> [RECORD SET]

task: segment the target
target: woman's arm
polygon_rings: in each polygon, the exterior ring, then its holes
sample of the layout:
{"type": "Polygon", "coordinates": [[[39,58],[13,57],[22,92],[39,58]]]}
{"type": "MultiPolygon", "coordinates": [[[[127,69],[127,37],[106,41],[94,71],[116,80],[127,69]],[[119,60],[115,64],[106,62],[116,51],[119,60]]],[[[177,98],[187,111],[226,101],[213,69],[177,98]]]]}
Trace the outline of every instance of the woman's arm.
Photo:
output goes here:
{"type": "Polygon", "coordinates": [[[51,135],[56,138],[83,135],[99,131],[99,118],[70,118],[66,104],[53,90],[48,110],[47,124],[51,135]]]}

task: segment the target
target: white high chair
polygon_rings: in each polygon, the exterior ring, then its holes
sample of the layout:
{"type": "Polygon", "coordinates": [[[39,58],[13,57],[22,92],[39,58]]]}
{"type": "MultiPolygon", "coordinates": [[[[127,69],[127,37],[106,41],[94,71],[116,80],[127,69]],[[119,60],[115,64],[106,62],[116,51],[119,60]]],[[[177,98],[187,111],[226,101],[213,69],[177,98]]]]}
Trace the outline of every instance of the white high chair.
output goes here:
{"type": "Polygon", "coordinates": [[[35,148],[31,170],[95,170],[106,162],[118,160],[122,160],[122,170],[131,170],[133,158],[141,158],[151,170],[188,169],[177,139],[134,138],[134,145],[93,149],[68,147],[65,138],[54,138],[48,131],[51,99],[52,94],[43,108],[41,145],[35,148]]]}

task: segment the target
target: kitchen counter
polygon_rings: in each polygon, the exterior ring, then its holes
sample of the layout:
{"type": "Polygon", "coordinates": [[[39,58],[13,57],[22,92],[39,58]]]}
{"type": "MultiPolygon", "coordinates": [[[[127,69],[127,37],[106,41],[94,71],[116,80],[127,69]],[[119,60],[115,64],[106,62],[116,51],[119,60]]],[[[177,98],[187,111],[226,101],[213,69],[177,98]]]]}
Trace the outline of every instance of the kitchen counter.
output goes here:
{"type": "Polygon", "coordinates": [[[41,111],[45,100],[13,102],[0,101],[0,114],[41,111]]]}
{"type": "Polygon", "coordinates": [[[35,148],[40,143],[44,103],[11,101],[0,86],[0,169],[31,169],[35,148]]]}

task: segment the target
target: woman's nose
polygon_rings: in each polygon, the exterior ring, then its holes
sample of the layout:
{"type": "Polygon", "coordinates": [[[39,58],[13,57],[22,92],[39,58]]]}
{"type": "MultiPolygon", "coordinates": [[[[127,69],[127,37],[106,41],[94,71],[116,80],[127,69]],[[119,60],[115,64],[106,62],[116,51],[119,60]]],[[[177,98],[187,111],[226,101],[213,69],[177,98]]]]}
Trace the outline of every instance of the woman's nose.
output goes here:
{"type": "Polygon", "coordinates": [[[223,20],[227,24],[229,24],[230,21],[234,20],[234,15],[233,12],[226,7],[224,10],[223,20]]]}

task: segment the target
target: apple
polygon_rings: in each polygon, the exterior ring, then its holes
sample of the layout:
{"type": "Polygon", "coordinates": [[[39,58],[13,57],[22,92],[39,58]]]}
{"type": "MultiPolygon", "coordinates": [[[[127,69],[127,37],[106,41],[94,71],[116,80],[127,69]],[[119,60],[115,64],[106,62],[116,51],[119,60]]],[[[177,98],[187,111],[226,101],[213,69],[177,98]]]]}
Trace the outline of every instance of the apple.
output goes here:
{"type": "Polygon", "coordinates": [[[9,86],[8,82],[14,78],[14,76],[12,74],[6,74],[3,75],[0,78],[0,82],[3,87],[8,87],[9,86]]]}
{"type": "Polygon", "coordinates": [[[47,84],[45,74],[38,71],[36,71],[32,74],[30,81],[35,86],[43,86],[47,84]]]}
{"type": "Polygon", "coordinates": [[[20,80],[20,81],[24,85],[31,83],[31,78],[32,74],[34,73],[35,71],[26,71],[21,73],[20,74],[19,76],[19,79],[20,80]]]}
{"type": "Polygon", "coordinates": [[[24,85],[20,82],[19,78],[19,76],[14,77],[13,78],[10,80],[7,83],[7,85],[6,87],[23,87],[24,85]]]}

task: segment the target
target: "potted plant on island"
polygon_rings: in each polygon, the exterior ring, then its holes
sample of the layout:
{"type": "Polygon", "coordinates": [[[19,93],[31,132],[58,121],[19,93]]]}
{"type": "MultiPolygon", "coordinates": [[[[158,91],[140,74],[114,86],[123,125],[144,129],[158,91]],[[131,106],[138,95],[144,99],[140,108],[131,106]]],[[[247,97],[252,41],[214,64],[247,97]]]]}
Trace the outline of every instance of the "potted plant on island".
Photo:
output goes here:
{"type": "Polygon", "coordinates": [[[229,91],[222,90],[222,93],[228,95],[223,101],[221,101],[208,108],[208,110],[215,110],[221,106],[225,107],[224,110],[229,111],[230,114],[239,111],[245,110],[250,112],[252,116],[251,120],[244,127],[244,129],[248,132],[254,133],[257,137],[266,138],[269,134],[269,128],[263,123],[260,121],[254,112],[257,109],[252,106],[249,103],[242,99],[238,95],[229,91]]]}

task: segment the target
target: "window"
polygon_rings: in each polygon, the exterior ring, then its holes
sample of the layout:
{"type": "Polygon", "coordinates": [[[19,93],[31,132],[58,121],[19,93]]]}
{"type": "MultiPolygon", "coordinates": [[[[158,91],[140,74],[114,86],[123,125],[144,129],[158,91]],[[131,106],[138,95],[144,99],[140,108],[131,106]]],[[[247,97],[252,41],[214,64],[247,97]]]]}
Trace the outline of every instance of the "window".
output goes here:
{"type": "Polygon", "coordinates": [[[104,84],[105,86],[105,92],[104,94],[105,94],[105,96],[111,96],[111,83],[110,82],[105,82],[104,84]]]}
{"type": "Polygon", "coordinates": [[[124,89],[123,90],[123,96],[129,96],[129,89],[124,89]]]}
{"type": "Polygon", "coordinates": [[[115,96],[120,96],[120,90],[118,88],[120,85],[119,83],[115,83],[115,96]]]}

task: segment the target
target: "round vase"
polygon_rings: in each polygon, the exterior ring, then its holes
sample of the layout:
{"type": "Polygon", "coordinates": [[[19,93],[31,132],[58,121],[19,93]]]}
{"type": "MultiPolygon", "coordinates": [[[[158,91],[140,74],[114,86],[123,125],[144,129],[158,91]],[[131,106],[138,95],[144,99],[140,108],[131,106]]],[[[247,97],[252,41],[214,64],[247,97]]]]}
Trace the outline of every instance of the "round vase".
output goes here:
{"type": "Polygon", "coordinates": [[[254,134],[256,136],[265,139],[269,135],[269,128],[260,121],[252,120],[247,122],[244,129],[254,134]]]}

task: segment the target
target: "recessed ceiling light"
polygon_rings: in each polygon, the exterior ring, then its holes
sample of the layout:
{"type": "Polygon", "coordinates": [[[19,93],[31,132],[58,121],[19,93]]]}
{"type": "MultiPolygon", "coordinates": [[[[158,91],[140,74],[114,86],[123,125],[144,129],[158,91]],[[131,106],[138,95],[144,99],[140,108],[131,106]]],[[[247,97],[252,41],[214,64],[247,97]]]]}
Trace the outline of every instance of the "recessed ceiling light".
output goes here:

> [TASK DIRECTIONS]
Find every line above that contains the word "high" and copy each one out, treating uppercase and lowercase as different.

> [TASK SOLUTION]
target: white high chair
Trace the outline of every instance of the white high chair.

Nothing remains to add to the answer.